GIVEN TASK> Turn the entries below into a numbered list, skipping blank lines and leaving out the pictures.

INPUT>
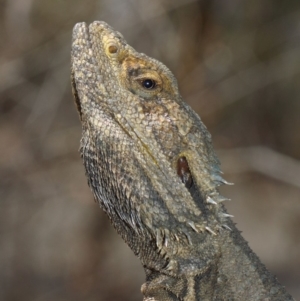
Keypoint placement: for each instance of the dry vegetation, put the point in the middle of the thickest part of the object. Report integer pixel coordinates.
(238, 66)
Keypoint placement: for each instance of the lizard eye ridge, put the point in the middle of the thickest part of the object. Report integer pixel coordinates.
(149, 84)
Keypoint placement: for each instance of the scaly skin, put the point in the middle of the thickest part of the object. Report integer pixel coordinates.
(150, 163)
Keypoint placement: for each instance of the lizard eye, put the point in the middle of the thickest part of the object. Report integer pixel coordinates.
(149, 84)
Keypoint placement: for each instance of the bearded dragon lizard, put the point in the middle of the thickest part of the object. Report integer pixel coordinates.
(151, 166)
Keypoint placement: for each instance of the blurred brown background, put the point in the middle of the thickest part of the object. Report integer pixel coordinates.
(238, 66)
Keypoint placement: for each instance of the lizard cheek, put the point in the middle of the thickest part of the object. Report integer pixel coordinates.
(184, 172)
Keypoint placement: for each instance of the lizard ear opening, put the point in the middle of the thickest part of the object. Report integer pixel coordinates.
(184, 172)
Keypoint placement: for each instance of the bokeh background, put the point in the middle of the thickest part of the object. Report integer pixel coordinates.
(238, 66)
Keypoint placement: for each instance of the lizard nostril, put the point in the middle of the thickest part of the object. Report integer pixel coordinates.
(112, 49)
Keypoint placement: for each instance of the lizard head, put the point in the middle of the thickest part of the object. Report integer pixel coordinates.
(145, 150)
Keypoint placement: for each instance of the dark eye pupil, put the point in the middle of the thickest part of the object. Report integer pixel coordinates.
(148, 84)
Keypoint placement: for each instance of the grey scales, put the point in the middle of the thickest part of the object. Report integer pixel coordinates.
(151, 166)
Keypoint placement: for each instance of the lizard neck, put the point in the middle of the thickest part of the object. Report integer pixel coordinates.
(234, 272)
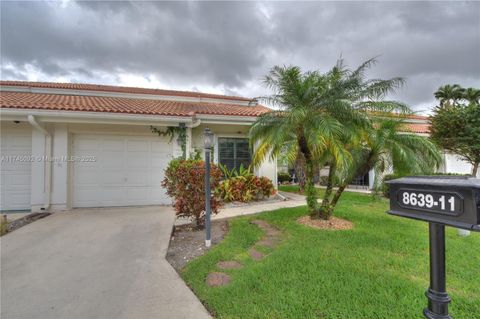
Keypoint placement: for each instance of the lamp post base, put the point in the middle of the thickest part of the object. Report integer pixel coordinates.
(430, 315)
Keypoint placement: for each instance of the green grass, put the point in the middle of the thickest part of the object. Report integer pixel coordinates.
(377, 270)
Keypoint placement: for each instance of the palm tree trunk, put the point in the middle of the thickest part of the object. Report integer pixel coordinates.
(325, 211)
(300, 171)
(475, 169)
(337, 195)
(310, 191)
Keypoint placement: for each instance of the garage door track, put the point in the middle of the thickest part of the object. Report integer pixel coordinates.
(95, 263)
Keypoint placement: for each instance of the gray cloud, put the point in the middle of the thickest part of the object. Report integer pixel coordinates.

ANSWER TO THIS TASK>
1. Keypoint placement: for each instance of the dry vegetation, put the point in the middle of the thickest part of the object. Report integer pixel coordinates.
2. (238, 66)
3. Keypoint placement: for each instance of the lizard eye ridge, put the point in the middle of the thickest part of the object. Report integer pixel coordinates.
4. (149, 84)
5. Keypoint placement: for each instance of the scaly skin, put the point in the middle of the thickest part of the object. Report integer pixel coordinates.
6. (150, 163)
7. Keypoint placement: for each instance of the lizard eye, put the point in the middle of the thickest part of the object. Report integer pixel coordinates.
8. (149, 84)
9. Keypoint placement: for each instance of the bearded dragon lizard, put the point in the middle of the thickest part of the object. Report integer pixel coordinates.
10. (151, 166)
11. Keypoint placement: for each instance of the blurred brown background, put the point in the middle of the thickest part of the object. Report integer pixel coordinates.
12. (238, 66)
13. Keypoint placement: for each instance of the lizard cheek, put the point in the middle of the thickest part of the object. Report integer pixel coordinates.
14. (184, 172)
15. Keypoint placement: for each instance of the lizard ear opening, put the point in the middle of the thickest part of the object. Report integer pixel coordinates.
16. (184, 172)
17. Keypoint placement: for each instance of the bokeh background, put the point in the middle of the thickest part of the object. Report integer pixel coordinates.
18. (238, 66)
19. Keypoint placement: for each instance of the lizard nostril, put the point in the middle of the thickest part of the object. Report integer pixel coordinates.
20. (112, 49)
21. Keypoint placement: for each instance of the lizard head, put the point in the middle of the thickest part of the object. Report integer pixel coordinates.
22. (145, 150)
23. Keypoint placement: for each instance of the dark eye pupil, put the point in the middle of the thickest part of the object. Report integer pixel coordinates.
24. (148, 84)
25. Keypoint placement: for each instance of the grey scales, put the point in the middle of the thickest part of the object. Report integer pixel coordinates.
26. (151, 166)
27. Keypoint placement: for each instance of the lizard neck, put the point in the middle of the thickest part of the object. Report integer pixel coordinates.
28. (234, 272)
29. Keypoint placement: for each instance of the lamp post base, put the point in the middle of the thickest part of the object. Report integer pixel coordinates.
30. (430, 315)
31. Keypoint placement: for each instance of the green grass, put the point in the middle of the thickest part of the object. Report integer pixel coordinates.
32. (377, 270)
33. Keypoint placement: for each instance of the palm tree trunk, put the point in the middle of the thickest part of the object. Report integer pixel coordinates.
34. (325, 211)
35. (300, 171)
36. (475, 169)
37. (337, 195)
38. (310, 191)
39. Keypoint placement: for each instance of the garage door track, put the point in the middle of the thickest part of the object. Report integer pixel coordinates.
40. (95, 263)
41. Keypoint placement: for each instance of the gray cloud, put the point in the middle of the thickest part of the object. Report integer pixel coordinates.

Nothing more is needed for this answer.